#### [Consigne 1]
Filtrez les enregistrements en recopiant chaque ligne qui contient la chaîne « trailer ». La casse compte.

━━━━━━━━━━━━━━━━

41En décrivant les rôles attribués à chacun, on voit clairement que la mise en service d’un drone nécessite une complémentarité des savoir-faire et des compétences. Les qualifications du personnel semblent avoir évolué, s’être spécialisées en fonction des contraintes qu’impose le système. Lorsque la division technique du travail d’une profession « est rendue nécessaire par l’impossibilité, pour un seul de ses membres de maîtriser l’ensemble des savoirs et des savoir-faire qui seraient nécessaires pour prendre en charge toutes les tâches dévolues au groupe » (Champy, 2009, p. 130), le courant interactionniste de la sociologie des professions parle de segmentation organique. Dans ce cadre, nous disent-ils, comme dans la division technique du travail décrite par E. Hughes, prennent place des nouvelles formes de hiérarchisation et de division morale du travail. Comme on le voit, le drone fait éclater l’ancienne distinction entre pilote combattant et technicien préparateur. Alors qu’auparavant le pilote, comme le dit l’adage, était « le seul maître à bord » [44], le système MALE, en même temps qu’il introduit des nouveaux spécialistes du renseignement dans le déroulement de la mission, subordonne l’opérateur à une tache d’exécutant, au service d’un système et sous l’autorité du coordinateur tactique. Ce faisant, l’opérateur perd la propriété de sa machine, de sa mission [45], et parfois même de certaines tâches – désormais effectuées par la technique – aux dépens du collectif dans la station. Le sociologue Bertrand Böene, dans sa relecture de l’ouvrage de Maurice Janowitz (1960) avance l’idée selon laquelle :

42

« Autrefois, le modèle de rôle dominant chez les officiers était celui du heroïc leader, meneur d’hommes animé de l’esprit martial traditionnel, à la recherche de la gloire. La technique lui a substitué le modèle du military manager, dont la valeur de référence est la recherche rationnelle de l’efficacité. Ni le premier ni le second ne se confondent avec le military technologist, l’ingénieur ou le technicien des armements ».

━━━━━━━━━━━━━━━━

#### [Consigne 2]
Répondez à ces questions sur l'extrait consacré au drone :
(a) Quel nom le courant interactionniste de la sociologie des professions donne-t-il à la division technique du travail décrite ?
(b) Sous l'autorité de qui le système MALE place-t-il l'opérateur ?
(c) Quel modèle de rôle la technique a-t-elle substitué à celui du heroïc leader ?

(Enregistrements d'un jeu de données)

━━━━━━━━━━━━━━━━

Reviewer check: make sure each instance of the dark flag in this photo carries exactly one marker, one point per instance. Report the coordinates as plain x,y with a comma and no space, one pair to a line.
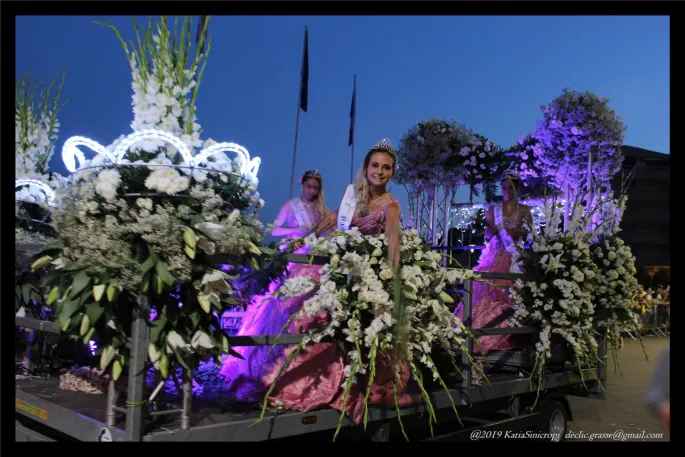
304,83
353,112
198,36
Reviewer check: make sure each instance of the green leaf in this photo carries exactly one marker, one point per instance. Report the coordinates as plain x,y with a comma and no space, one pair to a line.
179,357
49,279
253,249
88,335
164,273
189,238
26,290
107,355
148,264
194,319
41,262
197,219
85,325
215,301
94,311
53,296
98,291
146,282
160,285
268,251
81,281
67,310
204,302
111,291
229,300
446,297
164,365
157,327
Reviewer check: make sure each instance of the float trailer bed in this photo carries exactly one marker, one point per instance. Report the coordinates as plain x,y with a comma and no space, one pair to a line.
44,411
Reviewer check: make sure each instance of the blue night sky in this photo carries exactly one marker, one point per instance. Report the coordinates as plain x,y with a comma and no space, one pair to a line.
491,73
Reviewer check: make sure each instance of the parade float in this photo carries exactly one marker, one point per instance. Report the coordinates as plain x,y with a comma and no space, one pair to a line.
154,231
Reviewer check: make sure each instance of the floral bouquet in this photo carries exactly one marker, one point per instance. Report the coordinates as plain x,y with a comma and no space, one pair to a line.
482,161
557,295
147,216
36,131
615,291
426,152
371,311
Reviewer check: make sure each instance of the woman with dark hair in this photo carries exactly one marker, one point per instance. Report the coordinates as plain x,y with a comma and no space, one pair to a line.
506,226
267,314
315,377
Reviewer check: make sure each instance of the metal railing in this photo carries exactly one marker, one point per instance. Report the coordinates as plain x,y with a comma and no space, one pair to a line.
136,405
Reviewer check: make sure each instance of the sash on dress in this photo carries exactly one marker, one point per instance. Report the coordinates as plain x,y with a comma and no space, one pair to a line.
347,207
300,213
507,241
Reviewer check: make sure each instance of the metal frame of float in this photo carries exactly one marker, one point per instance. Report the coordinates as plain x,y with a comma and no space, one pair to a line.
79,426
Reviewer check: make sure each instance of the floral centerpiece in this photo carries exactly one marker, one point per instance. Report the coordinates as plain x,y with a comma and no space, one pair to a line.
35,134
146,217
482,161
370,310
557,294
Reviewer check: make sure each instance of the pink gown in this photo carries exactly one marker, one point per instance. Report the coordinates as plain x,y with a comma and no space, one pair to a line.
315,378
265,315
491,306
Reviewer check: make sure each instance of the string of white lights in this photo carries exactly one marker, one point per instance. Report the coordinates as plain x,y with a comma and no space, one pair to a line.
71,152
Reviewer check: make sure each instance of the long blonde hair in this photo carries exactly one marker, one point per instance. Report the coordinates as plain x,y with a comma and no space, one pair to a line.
361,183
320,203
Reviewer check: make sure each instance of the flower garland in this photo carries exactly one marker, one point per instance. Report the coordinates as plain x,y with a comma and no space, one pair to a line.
371,311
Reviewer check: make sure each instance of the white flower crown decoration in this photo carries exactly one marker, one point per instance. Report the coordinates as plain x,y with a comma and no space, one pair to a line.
36,184
70,151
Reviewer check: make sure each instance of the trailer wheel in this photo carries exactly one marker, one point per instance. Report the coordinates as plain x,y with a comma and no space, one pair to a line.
554,420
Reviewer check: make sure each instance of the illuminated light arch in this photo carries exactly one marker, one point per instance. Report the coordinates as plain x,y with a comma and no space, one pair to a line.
71,152
36,184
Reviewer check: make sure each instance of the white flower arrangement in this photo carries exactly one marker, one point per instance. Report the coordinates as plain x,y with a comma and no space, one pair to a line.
145,217
36,131
371,311
557,295
615,290
427,155
481,161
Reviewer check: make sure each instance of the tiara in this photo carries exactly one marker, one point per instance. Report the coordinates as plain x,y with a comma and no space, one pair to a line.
36,185
384,145
312,173
71,152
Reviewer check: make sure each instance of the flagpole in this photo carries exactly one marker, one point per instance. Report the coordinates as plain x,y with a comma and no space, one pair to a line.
300,105
297,130
353,117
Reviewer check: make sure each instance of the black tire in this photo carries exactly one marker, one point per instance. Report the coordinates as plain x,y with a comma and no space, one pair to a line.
554,419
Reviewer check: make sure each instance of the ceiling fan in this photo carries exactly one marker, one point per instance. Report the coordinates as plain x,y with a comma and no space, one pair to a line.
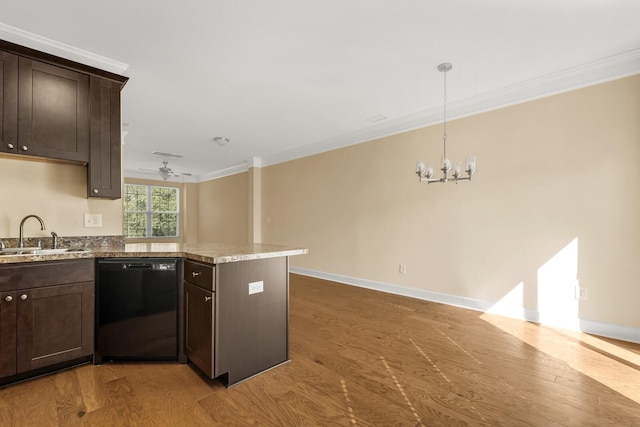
166,172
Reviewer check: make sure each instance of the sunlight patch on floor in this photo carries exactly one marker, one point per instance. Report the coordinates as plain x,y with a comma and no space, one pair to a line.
401,390
601,362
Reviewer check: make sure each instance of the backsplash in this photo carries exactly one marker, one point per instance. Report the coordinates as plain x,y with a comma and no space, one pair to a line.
88,242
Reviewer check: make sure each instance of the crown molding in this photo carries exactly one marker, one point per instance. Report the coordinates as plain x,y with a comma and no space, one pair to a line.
43,44
243,167
600,71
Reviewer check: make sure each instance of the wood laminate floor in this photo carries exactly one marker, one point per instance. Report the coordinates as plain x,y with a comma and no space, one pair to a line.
363,358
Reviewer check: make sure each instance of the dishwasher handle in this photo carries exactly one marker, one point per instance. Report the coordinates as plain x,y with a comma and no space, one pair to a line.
137,266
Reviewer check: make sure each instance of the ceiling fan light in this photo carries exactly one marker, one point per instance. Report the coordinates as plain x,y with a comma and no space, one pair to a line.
221,140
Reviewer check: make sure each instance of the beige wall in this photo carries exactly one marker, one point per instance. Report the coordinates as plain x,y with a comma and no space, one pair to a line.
223,212
549,172
55,192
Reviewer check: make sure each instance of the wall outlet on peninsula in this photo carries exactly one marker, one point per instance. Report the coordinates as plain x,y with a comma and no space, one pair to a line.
92,220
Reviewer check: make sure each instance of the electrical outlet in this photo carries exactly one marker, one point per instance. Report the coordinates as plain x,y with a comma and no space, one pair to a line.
256,287
92,220
581,293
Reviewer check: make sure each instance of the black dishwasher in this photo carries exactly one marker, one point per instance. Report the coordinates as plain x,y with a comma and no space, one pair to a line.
136,309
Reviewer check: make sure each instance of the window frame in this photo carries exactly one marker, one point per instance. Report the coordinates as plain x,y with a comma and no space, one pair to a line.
149,212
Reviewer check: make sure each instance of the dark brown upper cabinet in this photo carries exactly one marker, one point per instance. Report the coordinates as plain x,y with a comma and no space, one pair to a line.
54,108
53,111
104,168
8,102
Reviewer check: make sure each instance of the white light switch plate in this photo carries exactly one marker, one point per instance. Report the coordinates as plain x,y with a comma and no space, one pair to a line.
92,220
256,287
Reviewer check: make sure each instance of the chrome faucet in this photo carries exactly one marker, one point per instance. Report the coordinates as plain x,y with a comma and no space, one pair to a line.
21,241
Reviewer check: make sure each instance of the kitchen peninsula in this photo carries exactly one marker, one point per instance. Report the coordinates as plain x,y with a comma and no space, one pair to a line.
232,301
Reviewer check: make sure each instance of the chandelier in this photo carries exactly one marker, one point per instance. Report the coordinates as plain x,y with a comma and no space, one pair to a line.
425,173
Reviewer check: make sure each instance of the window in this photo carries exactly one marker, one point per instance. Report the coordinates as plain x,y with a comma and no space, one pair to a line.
150,211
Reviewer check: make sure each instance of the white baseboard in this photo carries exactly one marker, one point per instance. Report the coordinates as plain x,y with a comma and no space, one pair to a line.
609,330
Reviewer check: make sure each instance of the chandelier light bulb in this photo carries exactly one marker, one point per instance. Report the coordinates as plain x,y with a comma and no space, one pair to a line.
426,174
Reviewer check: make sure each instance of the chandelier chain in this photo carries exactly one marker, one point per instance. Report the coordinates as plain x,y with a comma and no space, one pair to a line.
444,108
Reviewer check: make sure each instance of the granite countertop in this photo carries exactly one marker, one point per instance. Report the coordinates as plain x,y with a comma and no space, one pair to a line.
214,253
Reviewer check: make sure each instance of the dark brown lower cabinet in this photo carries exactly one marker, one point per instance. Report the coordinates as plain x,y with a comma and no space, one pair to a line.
199,327
236,317
55,324
48,318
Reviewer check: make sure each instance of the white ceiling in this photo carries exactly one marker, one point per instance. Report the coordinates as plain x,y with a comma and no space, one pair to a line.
287,78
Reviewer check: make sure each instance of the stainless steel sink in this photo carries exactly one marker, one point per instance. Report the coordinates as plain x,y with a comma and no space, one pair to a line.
58,251
38,251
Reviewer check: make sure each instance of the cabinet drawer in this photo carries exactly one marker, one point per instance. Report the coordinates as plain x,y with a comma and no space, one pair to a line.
200,274
38,274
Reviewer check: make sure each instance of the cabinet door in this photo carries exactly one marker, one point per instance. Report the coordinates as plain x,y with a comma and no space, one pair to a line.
8,305
105,171
55,324
8,102
199,327
53,111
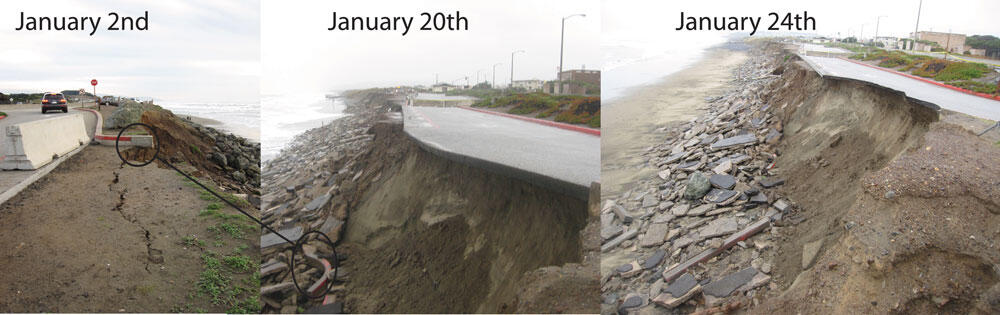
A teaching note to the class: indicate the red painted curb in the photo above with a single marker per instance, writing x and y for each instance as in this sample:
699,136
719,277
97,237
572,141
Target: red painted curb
591,131
98,126
983,95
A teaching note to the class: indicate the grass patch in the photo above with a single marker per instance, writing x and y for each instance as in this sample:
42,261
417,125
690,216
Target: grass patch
962,71
976,86
192,241
211,281
573,109
239,263
215,282
235,230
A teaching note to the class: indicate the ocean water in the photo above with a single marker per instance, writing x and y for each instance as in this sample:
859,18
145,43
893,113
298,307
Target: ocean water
633,62
242,119
285,116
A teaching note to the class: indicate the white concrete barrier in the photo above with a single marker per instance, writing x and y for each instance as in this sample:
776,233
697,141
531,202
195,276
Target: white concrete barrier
33,144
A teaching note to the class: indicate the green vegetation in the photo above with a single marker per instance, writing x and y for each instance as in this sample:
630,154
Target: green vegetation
944,70
216,283
959,74
573,109
962,71
225,281
192,241
238,263
976,86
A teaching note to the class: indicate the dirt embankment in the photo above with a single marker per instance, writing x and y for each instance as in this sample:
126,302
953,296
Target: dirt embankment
905,207
98,236
422,233
229,160
439,236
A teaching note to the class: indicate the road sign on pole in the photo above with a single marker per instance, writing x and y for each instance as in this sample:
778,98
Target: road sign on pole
93,82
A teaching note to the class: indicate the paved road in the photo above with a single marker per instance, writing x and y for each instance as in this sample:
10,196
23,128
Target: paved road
564,160
24,113
940,96
952,57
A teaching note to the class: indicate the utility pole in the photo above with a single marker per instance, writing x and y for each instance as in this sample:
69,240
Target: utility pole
947,45
494,82
913,45
877,20
512,67
562,36
862,35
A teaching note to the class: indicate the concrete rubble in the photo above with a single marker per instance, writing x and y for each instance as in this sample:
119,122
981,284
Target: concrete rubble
311,186
702,221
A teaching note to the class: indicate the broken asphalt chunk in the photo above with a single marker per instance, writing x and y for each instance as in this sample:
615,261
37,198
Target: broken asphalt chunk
724,287
736,141
722,181
771,182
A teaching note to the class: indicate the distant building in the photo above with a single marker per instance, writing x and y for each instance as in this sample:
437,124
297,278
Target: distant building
889,42
575,82
529,85
952,42
445,87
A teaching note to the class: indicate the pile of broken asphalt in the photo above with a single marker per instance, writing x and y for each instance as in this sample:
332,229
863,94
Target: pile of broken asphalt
696,229
309,187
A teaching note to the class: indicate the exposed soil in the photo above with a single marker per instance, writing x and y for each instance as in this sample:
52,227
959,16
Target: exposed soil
439,236
849,127
906,206
631,123
94,236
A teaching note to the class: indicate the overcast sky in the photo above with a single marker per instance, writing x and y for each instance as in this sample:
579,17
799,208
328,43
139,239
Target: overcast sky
300,55
194,51
643,19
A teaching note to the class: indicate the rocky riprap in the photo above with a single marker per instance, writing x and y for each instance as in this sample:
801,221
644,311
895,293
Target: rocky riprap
127,112
238,157
710,205
310,186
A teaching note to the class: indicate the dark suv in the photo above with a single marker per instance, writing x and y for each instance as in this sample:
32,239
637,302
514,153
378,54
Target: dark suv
53,101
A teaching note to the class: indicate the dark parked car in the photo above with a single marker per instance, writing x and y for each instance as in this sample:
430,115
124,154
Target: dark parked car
109,100
54,101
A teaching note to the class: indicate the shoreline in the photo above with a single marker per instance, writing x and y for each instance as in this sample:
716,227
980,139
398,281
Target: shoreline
238,130
629,128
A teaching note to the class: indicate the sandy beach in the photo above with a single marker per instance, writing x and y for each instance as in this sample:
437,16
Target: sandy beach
629,122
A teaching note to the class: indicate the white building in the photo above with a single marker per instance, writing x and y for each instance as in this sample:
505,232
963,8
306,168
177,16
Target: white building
530,85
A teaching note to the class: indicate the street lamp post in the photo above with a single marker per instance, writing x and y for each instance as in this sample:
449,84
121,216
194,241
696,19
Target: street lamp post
913,45
512,67
562,37
494,82
877,20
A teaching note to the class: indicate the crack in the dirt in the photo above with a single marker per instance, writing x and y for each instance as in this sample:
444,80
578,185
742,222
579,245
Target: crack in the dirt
152,254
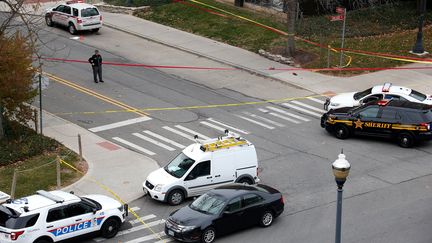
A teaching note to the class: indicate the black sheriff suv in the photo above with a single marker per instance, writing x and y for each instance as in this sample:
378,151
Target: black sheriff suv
406,122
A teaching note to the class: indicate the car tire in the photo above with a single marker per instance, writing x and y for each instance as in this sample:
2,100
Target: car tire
266,218
208,235
245,180
110,228
72,29
175,197
48,21
341,131
405,140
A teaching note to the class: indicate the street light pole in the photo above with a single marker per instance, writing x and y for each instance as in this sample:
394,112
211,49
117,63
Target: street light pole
418,47
341,169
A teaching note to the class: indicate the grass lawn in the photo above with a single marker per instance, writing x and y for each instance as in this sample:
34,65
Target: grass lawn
379,29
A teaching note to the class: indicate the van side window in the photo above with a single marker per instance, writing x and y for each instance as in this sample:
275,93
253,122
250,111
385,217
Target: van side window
201,169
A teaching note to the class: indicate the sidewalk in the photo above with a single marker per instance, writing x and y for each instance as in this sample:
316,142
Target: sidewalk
121,170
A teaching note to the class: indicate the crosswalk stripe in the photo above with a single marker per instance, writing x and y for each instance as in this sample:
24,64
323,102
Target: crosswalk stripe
151,140
164,240
264,119
164,139
147,238
231,128
143,218
178,133
134,229
308,106
119,124
316,100
284,117
302,110
255,122
287,113
192,132
132,145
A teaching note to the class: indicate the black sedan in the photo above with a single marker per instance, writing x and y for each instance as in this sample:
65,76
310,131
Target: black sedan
224,210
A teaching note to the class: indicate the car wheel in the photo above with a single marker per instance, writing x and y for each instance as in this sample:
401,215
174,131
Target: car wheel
175,197
342,132
266,218
405,140
110,228
209,235
72,29
245,180
48,21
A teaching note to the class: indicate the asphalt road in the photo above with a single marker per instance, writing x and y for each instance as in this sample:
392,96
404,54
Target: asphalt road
387,195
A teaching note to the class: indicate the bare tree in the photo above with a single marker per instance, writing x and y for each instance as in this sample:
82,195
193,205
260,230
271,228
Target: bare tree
291,17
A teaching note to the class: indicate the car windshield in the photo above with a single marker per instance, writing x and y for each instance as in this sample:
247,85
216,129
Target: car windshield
88,12
417,95
362,94
179,165
208,204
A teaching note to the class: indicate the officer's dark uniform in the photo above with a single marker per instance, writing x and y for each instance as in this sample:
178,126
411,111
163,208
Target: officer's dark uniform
96,62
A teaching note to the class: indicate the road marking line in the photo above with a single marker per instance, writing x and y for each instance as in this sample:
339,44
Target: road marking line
308,106
255,122
147,238
316,100
228,126
301,109
192,132
164,139
133,229
287,113
119,124
178,133
151,140
264,119
144,218
132,145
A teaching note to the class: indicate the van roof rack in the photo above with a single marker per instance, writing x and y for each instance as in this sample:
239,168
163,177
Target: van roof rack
51,196
229,140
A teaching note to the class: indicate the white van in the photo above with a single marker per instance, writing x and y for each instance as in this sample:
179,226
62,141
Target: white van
203,166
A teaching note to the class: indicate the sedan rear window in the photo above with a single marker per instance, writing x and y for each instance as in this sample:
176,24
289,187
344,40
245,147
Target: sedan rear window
88,12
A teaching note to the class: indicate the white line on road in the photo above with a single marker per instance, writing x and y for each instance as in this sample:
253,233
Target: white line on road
164,139
147,238
132,145
119,124
192,132
178,133
151,140
143,218
308,106
287,113
228,126
264,119
255,122
316,100
302,110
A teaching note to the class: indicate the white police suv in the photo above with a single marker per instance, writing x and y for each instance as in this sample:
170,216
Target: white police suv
54,216
378,92
75,15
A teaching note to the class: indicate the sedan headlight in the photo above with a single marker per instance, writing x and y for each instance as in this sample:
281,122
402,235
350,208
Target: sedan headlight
158,187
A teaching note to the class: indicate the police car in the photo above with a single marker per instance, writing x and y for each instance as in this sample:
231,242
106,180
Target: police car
75,15
407,122
54,216
379,92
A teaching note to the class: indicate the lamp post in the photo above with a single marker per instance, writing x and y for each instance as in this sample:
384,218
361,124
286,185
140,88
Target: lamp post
418,47
341,169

━━━━━━━━━━━━━━━━

#### [Réponse attendue 1]
Reviewer check: make sure each instance of the float trailer bed in this photo carries exactly one marker, one point per instance. Report the coordinates as plain x,y with a comma and no space, one pair to a line.
Reviewer check: make sure each instance of the trailer wheel in this photo carries exactly one marker, one point per instance. Report the coordinates as plain x,y with a comma and no space, one pair to a line.

#### [Réponse attendue 2]
(a) La segmentation organique.
(b) Sous l'autorité du coordinateur tactique.
(c) Le modèle du military manager.